++++ Extracted entries

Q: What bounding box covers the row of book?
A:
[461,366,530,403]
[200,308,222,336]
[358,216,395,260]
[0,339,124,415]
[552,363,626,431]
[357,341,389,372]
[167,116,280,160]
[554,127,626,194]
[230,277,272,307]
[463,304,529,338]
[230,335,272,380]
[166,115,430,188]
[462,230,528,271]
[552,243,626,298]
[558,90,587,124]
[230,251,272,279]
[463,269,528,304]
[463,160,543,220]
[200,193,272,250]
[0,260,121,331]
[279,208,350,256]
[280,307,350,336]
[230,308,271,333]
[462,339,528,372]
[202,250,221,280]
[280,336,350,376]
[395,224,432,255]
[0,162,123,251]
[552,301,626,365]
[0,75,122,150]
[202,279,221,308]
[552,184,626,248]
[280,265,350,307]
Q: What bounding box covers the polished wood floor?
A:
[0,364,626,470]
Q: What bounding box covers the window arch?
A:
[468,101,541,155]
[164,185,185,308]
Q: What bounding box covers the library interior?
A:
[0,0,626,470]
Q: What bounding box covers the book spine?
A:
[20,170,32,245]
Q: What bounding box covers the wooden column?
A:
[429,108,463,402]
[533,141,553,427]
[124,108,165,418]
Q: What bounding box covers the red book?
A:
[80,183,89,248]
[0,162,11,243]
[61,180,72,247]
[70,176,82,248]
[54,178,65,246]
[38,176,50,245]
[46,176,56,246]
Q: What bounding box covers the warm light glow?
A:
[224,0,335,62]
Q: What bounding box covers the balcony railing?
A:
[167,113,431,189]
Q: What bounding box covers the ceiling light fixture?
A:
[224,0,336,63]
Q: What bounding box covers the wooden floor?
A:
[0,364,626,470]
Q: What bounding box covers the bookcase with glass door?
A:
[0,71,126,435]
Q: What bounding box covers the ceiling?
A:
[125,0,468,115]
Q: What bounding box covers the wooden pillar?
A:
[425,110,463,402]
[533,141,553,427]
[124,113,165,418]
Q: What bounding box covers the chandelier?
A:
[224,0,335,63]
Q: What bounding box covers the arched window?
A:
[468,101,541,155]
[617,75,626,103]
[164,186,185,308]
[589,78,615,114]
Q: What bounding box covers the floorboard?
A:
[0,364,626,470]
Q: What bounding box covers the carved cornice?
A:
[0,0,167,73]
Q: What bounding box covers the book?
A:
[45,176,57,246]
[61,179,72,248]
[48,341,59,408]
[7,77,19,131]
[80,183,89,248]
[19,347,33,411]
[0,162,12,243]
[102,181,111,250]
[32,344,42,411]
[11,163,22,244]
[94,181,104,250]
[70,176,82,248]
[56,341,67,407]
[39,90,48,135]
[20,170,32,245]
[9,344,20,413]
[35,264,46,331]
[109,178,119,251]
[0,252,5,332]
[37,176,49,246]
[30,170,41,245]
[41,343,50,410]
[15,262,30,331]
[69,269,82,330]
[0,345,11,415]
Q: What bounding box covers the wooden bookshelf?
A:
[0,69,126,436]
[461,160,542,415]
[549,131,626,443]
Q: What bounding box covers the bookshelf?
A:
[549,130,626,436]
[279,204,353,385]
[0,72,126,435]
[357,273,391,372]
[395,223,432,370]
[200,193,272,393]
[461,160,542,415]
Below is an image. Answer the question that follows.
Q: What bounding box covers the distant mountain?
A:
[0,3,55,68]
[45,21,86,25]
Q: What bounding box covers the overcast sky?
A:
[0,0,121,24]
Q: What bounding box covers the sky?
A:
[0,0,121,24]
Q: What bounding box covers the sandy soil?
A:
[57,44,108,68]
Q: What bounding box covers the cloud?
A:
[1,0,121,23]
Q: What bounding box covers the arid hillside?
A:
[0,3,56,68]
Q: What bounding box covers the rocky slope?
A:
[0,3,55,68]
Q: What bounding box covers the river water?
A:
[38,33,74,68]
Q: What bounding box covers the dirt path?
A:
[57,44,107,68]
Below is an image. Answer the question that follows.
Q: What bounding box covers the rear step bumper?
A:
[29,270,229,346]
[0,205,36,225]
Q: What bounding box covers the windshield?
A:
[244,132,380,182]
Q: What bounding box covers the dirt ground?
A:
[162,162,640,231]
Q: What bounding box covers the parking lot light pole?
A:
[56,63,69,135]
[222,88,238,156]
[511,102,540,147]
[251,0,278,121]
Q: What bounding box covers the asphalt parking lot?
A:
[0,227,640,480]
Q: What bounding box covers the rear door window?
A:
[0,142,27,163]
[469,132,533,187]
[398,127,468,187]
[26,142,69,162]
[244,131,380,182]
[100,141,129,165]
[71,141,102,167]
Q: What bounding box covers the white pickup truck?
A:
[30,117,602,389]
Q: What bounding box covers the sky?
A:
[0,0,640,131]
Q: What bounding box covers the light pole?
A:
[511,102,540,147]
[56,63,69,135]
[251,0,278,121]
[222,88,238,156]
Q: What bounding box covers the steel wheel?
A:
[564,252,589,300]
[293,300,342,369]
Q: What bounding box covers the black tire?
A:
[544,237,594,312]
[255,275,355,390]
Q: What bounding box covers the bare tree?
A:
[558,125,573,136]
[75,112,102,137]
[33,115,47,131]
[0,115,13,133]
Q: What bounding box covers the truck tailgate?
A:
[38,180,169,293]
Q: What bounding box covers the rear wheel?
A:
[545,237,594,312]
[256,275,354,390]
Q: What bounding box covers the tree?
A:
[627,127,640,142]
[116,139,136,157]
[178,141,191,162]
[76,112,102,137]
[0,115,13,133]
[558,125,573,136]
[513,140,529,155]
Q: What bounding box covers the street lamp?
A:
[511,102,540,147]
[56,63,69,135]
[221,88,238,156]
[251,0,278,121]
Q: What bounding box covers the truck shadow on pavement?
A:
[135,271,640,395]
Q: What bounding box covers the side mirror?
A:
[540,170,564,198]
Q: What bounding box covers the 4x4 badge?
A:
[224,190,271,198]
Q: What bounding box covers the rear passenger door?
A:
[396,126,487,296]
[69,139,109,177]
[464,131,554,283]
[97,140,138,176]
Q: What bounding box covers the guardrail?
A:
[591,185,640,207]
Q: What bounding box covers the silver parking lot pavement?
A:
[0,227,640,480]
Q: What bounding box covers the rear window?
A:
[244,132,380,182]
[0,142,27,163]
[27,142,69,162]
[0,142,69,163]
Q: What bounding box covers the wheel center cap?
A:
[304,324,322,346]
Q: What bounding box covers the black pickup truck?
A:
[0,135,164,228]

++++++++
++++ Extracted entries

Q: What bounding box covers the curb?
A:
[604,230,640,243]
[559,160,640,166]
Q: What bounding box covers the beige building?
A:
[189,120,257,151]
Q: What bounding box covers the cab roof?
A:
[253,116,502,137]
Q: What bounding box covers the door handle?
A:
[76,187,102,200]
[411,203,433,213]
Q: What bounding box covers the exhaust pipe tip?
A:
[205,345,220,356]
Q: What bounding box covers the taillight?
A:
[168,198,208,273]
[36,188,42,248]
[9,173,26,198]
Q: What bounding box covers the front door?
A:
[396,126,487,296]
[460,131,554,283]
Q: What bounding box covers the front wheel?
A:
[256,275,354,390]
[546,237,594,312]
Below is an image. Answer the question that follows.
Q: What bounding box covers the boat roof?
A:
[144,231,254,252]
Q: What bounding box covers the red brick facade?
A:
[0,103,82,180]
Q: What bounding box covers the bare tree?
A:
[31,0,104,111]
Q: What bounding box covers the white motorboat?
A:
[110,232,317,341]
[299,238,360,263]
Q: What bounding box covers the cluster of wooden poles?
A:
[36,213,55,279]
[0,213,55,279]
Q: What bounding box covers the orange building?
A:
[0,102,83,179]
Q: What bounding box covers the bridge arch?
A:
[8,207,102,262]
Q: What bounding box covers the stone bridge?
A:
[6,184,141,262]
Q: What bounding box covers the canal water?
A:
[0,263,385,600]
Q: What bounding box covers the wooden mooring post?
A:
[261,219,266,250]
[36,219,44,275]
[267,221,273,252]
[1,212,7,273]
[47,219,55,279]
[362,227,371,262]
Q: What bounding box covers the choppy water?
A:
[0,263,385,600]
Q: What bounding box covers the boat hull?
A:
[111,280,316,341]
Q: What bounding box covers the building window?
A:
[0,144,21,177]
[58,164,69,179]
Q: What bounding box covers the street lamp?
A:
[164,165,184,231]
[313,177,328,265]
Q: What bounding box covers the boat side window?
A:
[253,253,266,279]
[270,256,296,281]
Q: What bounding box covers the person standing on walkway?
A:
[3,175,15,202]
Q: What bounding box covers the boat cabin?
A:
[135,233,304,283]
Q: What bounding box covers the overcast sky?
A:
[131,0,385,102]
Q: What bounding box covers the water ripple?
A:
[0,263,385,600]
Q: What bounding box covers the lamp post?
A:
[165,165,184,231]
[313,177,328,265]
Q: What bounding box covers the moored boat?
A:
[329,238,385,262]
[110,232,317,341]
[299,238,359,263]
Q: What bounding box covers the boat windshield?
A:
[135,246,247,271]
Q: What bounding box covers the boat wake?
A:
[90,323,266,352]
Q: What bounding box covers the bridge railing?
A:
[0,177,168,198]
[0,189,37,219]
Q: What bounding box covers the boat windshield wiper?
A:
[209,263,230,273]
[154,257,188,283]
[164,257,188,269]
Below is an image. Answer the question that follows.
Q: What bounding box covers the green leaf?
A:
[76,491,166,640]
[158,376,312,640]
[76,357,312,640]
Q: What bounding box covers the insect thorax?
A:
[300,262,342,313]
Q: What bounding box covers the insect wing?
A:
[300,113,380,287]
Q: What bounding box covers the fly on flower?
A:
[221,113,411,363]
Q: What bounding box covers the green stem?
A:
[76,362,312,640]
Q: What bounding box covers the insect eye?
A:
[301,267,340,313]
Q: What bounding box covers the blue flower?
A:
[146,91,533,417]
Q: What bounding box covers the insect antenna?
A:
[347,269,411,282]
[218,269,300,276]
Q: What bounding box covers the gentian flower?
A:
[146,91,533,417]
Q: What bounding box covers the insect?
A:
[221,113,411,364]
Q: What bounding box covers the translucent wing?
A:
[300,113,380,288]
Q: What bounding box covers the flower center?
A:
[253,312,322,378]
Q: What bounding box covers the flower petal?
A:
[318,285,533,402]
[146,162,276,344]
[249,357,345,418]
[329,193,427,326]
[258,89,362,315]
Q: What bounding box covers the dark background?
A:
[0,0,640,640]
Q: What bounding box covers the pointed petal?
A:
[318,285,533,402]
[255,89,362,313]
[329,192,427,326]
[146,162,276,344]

++++++++
++++ Extracted entries

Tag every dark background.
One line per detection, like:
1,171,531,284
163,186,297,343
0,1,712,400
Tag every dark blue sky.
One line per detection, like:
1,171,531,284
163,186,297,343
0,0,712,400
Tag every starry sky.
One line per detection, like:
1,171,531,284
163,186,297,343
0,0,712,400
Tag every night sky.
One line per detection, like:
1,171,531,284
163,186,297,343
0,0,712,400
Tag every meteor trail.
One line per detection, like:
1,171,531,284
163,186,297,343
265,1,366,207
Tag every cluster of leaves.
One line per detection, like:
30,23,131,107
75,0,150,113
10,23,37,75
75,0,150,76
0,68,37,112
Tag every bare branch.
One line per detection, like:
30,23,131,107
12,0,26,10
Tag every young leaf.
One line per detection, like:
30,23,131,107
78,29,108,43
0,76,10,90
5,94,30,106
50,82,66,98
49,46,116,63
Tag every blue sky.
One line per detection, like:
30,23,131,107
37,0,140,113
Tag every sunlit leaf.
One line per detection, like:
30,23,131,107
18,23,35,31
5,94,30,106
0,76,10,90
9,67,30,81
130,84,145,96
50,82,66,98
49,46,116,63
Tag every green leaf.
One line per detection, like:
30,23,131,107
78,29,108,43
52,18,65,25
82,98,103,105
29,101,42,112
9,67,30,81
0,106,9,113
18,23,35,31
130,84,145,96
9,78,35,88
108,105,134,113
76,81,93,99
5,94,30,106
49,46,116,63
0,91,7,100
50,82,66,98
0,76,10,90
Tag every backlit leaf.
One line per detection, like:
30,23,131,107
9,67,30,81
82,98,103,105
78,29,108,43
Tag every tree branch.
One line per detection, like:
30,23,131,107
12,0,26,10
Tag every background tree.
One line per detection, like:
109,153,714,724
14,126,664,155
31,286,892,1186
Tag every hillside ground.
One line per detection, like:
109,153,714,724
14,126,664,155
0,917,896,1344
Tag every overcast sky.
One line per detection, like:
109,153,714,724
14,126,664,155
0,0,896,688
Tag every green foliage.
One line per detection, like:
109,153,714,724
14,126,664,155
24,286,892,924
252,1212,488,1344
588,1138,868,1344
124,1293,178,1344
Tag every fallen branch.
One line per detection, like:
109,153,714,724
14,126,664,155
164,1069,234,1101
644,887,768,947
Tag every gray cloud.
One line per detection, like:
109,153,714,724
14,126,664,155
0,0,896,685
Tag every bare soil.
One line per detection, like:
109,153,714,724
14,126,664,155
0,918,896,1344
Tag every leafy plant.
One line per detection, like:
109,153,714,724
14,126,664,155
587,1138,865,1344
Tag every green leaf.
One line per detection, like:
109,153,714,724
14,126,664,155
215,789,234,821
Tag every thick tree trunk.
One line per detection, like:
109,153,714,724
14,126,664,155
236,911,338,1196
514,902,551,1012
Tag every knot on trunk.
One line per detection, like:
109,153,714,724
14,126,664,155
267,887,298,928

++++++++

• The exercise: Rewrite the data starting at the line containing "Q: What bounding box covers the rocky slope?" and ending at the line containing "[293,300,342,369]", swapping "light pole" for "lamp post" and leaving everything else unchanged.

• The output:
Q: What bounding box covers the rocky slope?
A:
[0,3,55,68]
Q: What bounding box covers the river water?
A:
[38,33,74,68]
Q: What bounding box covers the dirt path?
A:
[57,44,107,68]
Below is an image. Answer the question that follows.
Q: What bounding box covers the rear step bumper?
A:
[29,270,229,346]
[0,205,36,225]
Q: What bounding box covers the windshield?
A:
[244,132,380,182]
Q: What bounding box covers the dirt ground?
A:
[162,162,640,231]
Q: What bounding box covers the parking lot lamp post?
A:
[56,63,69,135]
[222,88,238,156]
[511,102,540,147]
[251,0,278,121]
Q: What bounding box covers the asphalt parking lot?
A:
[0,227,640,480]
Q: What bounding box covers the rear door window?
A:
[0,142,27,163]
[469,132,533,187]
[398,127,468,187]
[26,142,69,162]
[244,131,380,182]
[100,141,129,165]
[71,141,102,167]
Q: What bounding box covers the white pickup truck?
A:
[30,117,602,389]
Q: What bounding box covers the sky?
A:
[0,0,640,131]
Q: What bounding box covers the lamp post?
A:
[511,102,540,147]
[56,63,69,135]
[251,0,278,121]
[222,88,238,156]
Q: What bounding box covers the steel wheel?
A:
[564,252,589,300]
[293,300,342,369]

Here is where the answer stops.